# AUFGABE:
Ändere die folgenden Einträge, indem du überall „marker“ durch „point“ ersetzt und alles andere unverändert lässt. Lass die Bilder in deiner Antwort weg.

[Einträge aus einem Datensatz mit Punktmarkierungen]
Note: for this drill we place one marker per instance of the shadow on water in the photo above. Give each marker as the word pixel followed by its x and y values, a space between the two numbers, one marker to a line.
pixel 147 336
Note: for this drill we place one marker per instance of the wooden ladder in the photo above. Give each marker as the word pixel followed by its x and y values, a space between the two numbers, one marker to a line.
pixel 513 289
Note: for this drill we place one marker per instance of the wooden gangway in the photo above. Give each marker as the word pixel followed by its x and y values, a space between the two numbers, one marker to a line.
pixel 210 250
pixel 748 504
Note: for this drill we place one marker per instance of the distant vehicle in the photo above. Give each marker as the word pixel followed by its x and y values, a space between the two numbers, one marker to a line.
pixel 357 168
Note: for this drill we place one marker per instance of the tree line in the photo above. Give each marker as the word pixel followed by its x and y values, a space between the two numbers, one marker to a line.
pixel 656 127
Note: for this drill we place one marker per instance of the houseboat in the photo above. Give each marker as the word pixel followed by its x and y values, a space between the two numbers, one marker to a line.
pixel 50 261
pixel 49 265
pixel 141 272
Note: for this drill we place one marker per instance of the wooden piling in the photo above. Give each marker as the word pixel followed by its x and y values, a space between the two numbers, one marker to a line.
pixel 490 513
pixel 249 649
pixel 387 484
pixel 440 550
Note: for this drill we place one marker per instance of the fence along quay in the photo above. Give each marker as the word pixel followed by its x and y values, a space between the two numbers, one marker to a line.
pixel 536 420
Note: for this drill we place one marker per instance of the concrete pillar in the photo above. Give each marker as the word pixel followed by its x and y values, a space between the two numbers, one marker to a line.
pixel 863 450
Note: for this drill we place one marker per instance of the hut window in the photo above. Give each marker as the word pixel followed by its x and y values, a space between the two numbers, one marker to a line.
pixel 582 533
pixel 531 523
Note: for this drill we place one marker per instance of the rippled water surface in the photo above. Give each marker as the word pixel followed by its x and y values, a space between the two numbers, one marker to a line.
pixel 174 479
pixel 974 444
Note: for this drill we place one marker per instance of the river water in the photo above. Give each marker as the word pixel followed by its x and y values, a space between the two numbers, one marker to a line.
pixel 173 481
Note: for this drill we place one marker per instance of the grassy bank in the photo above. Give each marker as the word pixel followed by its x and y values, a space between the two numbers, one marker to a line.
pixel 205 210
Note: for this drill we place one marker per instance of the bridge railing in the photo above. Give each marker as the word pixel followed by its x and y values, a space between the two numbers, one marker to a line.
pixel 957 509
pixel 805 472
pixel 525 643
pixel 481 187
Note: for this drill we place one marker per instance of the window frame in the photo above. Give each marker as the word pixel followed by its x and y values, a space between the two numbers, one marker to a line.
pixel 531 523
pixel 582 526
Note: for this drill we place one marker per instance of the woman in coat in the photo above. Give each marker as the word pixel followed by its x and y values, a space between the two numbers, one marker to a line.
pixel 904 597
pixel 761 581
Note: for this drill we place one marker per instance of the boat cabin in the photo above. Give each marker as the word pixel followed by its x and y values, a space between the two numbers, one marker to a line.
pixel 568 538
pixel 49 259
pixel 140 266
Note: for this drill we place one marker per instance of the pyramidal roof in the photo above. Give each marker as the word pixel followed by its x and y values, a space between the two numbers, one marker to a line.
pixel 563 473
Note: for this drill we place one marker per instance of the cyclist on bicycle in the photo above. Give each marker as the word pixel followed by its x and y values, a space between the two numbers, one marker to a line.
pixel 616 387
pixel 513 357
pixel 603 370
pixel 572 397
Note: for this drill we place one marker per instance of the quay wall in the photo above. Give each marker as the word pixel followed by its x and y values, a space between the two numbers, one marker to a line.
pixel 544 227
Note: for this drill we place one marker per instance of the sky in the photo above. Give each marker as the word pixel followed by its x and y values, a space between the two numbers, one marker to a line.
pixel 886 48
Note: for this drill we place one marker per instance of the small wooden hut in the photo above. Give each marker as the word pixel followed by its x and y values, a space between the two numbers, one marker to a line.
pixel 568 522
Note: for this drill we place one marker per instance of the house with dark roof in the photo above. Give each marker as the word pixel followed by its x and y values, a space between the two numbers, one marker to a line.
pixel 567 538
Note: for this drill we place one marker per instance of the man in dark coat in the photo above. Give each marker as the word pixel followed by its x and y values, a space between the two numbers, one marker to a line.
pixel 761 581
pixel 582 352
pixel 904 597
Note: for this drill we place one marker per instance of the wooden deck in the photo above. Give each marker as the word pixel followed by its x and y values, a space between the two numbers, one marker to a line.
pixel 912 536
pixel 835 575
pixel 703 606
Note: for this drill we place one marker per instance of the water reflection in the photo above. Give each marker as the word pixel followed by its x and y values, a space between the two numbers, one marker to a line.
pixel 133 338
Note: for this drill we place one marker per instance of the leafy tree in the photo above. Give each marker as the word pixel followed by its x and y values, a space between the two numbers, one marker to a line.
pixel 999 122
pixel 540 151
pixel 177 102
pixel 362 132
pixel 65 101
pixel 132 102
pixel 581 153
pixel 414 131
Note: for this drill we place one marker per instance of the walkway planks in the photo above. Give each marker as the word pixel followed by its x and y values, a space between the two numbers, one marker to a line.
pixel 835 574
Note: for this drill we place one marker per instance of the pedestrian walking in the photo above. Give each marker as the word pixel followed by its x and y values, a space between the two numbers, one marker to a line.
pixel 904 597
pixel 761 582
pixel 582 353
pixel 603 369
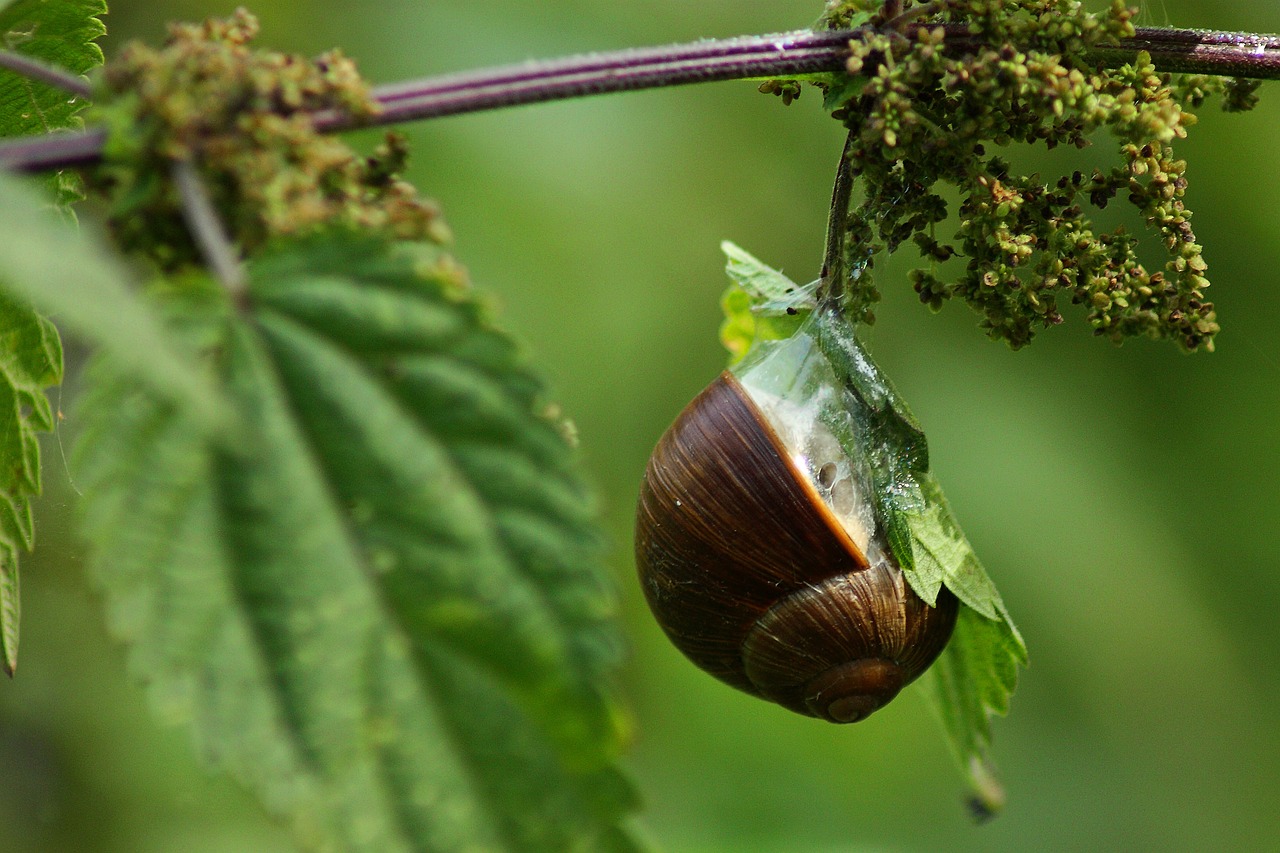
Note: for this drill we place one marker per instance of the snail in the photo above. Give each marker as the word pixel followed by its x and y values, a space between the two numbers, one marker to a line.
pixel 762 550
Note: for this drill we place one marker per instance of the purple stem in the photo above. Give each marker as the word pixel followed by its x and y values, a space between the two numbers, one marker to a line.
pixel 748 56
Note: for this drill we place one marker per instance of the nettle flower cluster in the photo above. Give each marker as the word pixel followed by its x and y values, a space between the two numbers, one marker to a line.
pixel 932 91
pixel 246 117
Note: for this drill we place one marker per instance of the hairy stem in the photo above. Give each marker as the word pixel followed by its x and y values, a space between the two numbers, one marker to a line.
pixel 1233 54
pixel 45 73
pixel 209 232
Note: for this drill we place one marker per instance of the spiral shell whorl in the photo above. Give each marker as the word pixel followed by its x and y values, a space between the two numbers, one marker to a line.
pixel 755 580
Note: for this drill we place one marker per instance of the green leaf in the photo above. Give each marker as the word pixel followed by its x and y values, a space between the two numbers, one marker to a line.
pixel 970 682
pixel 31 355
pixel 73 277
pixel 31 360
pixel 978 671
pixel 760 304
pixel 383 609
pixel 60 33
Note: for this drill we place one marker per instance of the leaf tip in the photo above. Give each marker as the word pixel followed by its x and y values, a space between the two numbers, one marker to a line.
pixel 986 798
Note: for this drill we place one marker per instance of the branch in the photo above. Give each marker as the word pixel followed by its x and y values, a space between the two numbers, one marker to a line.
pixel 789 54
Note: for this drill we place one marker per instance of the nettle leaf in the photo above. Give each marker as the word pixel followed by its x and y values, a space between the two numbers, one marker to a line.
pixel 60 33
pixel 72 276
pixel 976 675
pixel 31 360
pixel 31 355
pixel 379 602
pixel 760 304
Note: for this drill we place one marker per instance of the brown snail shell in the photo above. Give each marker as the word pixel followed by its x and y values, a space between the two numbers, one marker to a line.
pixel 755 579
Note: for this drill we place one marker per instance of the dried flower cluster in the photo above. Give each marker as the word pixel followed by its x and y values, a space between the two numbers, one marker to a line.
pixel 245 117
pixel 924 109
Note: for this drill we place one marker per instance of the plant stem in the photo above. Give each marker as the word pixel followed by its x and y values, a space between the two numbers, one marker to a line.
pixel 45 73
pixel 832 286
pixel 209 232
pixel 789 54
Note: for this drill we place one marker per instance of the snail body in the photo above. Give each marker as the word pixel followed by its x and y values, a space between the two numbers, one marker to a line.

# ANTWORT:
Note: for this drill we place one point per instance of the shadow on water in the photo above. Give each point as the word pixel followed by its x and y values, a space between the two numbers, one point to a line.
pixel 147 336
Note: for this drill we place one point per instance of the wooden ladder in the photo above. Give each point as the word pixel followed by its x and y values, a space between the two numbers, one point to a line.
pixel 513 289
Note: for this drill we place one point per instance of the wooden gangway in the photo above. Give each point as the word pixel followed by its x and y values, a space between the two numbers, one point to a line.
pixel 210 250
pixel 748 504
Note: for this drill we place one point per instance of the distant vehicle in the photo above. Give each point as the word pixel followed by its x and y values, a space between the two numbers, one point to a line.
pixel 357 168
Note: for this drill we place one point per instance of the tree line in the photo above. Give each point as the word pixel followed by its x and y values, a space between the two numbers, one point to a line.
pixel 656 127
Note: for this drill we place one point per instance of the houseboat in the photo above. Give each point as the word pixel followed by its x and y values, a space between the two numbers, one point to a line.
pixel 50 261
pixel 49 265
pixel 141 272
Note: for this drill we place one point per instance of the wooden piling in the photo above. Give each point as the word pixel followed by its x and y values, a space between the two numbers, one point to a line.
pixel 490 513
pixel 249 649
pixel 387 484
pixel 440 550
Note: for this drill we place one point per instance of the fence along quay in the photo above. Give each point as the word pixel followed by its x and y values, a space between the two numbers, one point to a line.
pixel 536 420
Note: for this drill we place one point per instance of the concrete pillar in the photo above. Give each point as the word pixel followed by its x and y values, a space between the two numbers, one point to a line.
pixel 863 450
Note: for this drill we place one point per instance of the hut window in the photo above. Give each point as the word pixel followed by its x and y values, a space between the two numbers, one point to a line.
pixel 582 533
pixel 531 523
Note: for this drill we place one point per instance of the rippled water surface in the photo above. Give each point as the word pixel followed by its x and y values, a space between the two numbers, one point to a line.
pixel 174 479
pixel 974 444
Note: for this drill we place one point per instance of the river water in the photo above. Give each point as the word pixel followed by its x and y values, a space between the two numbers, one point to a line.
pixel 173 481
Note: for this drill we place one point per instance of the grassy bank in the photo above. Give each point as the word pixel followed by its x and y values, a space between the two numbers, one point to a line.
pixel 205 210
Note: for this drill we place one point per instance of the bridge railing in the photo above. Give each point as the word pixel followed by its x and y values, a space between the two numbers, one point to a line.
pixel 957 509
pixel 805 472
pixel 525 643
pixel 481 187
Note: for this drill we place one point per instance of the window frame in the photo above. Give each point as the word pixel followed by its x and y values, a space between the two numbers, one point to a line.
pixel 531 523
pixel 582 526
Note: for this drill we place one point per instance of the woman in coat in the photo above. Give each point as the word pixel followed by its x and y values, a space between the two numbers, one point to a line.
pixel 904 597
pixel 761 581
Note: for this drill we place one point per instance of the boat cabin in the photo above. Give each point as the word pixel followed by its x and y values, a space between the two numbers, one point to a line.
pixel 568 538
pixel 49 259
pixel 140 266
Note: for this drill we place one point per instance of the pyramidal roof in the photo above. Give each point as the word pixel followed by its x and y values, a space between the two numbers, one point to a line.
pixel 563 473
Note: for this drill we place one point per instance of the cyclist on bicycle in the photo above. Give each point as the word pixel followed by its x and y values, a space between the two numbers, one point to a line.
pixel 616 387
pixel 513 357
pixel 603 370
pixel 572 397
Note: for this drill we place one point per instance of the quay wall in the photo above. Give each point as the word pixel followed by its x and y values, a space between the two numbers, one point to a line.
pixel 544 227
Note: for this drill we place one point per instance of the sky in the photo above. Give each point as the word pixel followed by its x and y values, a space between the two numbers, one point to a line.
pixel 886 48
Note: for this drill we place one point per instance of the small wooden hut in the photo above. Give each point as the word pixel followed by its x and y values, a space between the two numbers, one point to a line.
pixel 568 522
Note: for this drill we place one point per instance of the house with dark roof in the photo above. Give each point as the word pixel followed by its x and y values, a space between the two numbers, one point to a line.
pixel 567 538
Note: for this drill we place one point per instance of the man in dark coat in the photo above. Give each point as the word pixel followed by its x and y values, a space between the two numbers, one point to a line.
pixel 761 581
pixel 582 352
pixel 904 597
Note: for this drill we place one point per instance of the wooden deck in the photo above. Give each point as the word pixel followed by its x and y values, a space between the two numbers, one point to a line.
pixel 912 536
pixel 835 575
pixel 703 606
Note: for this drill we place one point per instance of the water reflection in the photo above. Give each point as the word pixel followed by its x and y values, a space between the two numbers, one point to a line.
pixel 133 338
Note: for this drill we place one point per instance of the leafy tree in the photo above. Give each point as the word pixel followed by its x and y values, a space between the two numbers, one point to a line.
pixel 999 122
pixel 540 151
pixel 177 102
pixel 362 132
pixel 65 101
pixel 132 102
pixel 581 153
pixel 414 131
Note: for this drill we place one point per instance of the walkway planks in the photo above. Give each point as the word pixel followed by its x and y values, a space between the two numbers, one point to a line.
pixel 835 574
Note: for this drill we place one point per instance of the pedestrian walking in the photo above. Give each point as the word pixel followed by its x and y values, a space between the two numbers, one point to a line.
pixel 904 597
pixel 761 582
pixel 582 353
pixel 603 369
Note: for this drill we place one point per instance of the snail in the photo above. Give each point as the word pixel followed by its x and y values, a space between the two numbers, one point to a line.
pixel 762 550
Note: for this drill we place one point per instance of the purple stem in the photo above. Give each point as the word pixel followed by its x and y values, a space between the two numbers, one point to a line.
pixel 748 56
Note: for this drill we place one point per instance of the nettle flower cluster in the photo above. Give each point as the word pixel followed by its x and y values, a space between the two numbers, one point to a line.
pixel 932 91
pixel 246 117
Note: for this drill we place one point per instance of the hairy stem in the photo above. Give each point as the word pixel followed by its x and y values, a space between the two numbers, one point to a line.
pixel 1233 54
pixel 45 73
pixel 209 232
Note: for this drill we place one point per instance of the spiral shell whorl in the photo above. Give each point as the word pixel followed by its x and y values, a space between the two numbers, one point to a line.
pixel 755 580
Note: for this drill we place one point per instance of the green leaf in the photo above. Give each point as the word pixel followed by its x and y values, a space between the two numbers, one point to a line.
pixel 970 682
pixel 31 355
pixel 73 277
pixel 31 360
pixel 978 671
pixel 760 304
pixel 383 609
pixel 60 33
Note: for this drill we place one point per instance of the leaf tip in the photo above. Give each point as the word pixel followed by its x and y values, a space between the two numbers, one point to a line.
pixel 986 798
Note: for this drill we place one point per instance of the branch in the photo above. Give each point as the word pixel followed by its x and y values, a space between the two numbers, one point to a line.
pixel 789 54
Note: for this drill we place one point per instance of the nettle leaf in the photo above. Give each point as the word pixel followed by its x and y values, a space between the two numbers, one point to a line.
pixel 60 33
pixel 72 276
pixel 976 675
pixel 31 360
pixel 31 355
pixel 379 602
pixel 760 304
Note: for this drill we place one point per instance of the brown snail shell in the photo above. Give each point as the word pixel followed by its x and y values, a space between the two numbers, one point to a line.
pixel 755 579
Note: for this drill we place one point per instance of the dried flower cluster in the photo above. Give each point as the word pixel followed by its x and y values, a space between the two numbers, one point to a line.
pixel 245 117
pixel 924 109
Note: for this drill we place one point per instance of the plant stem in the photo above. Give each point as the word pixel followed by its x and y values, a space between the two numbers, one point to a line.
pixel 45 73
pixel 832 286
pixel 209 232
pixel 789 54
Note: for this drill we place one point per instance of the snail body in the photo above. Give each point as the word pixel followed by its x and y values, a space between the two numbers, one point to a line.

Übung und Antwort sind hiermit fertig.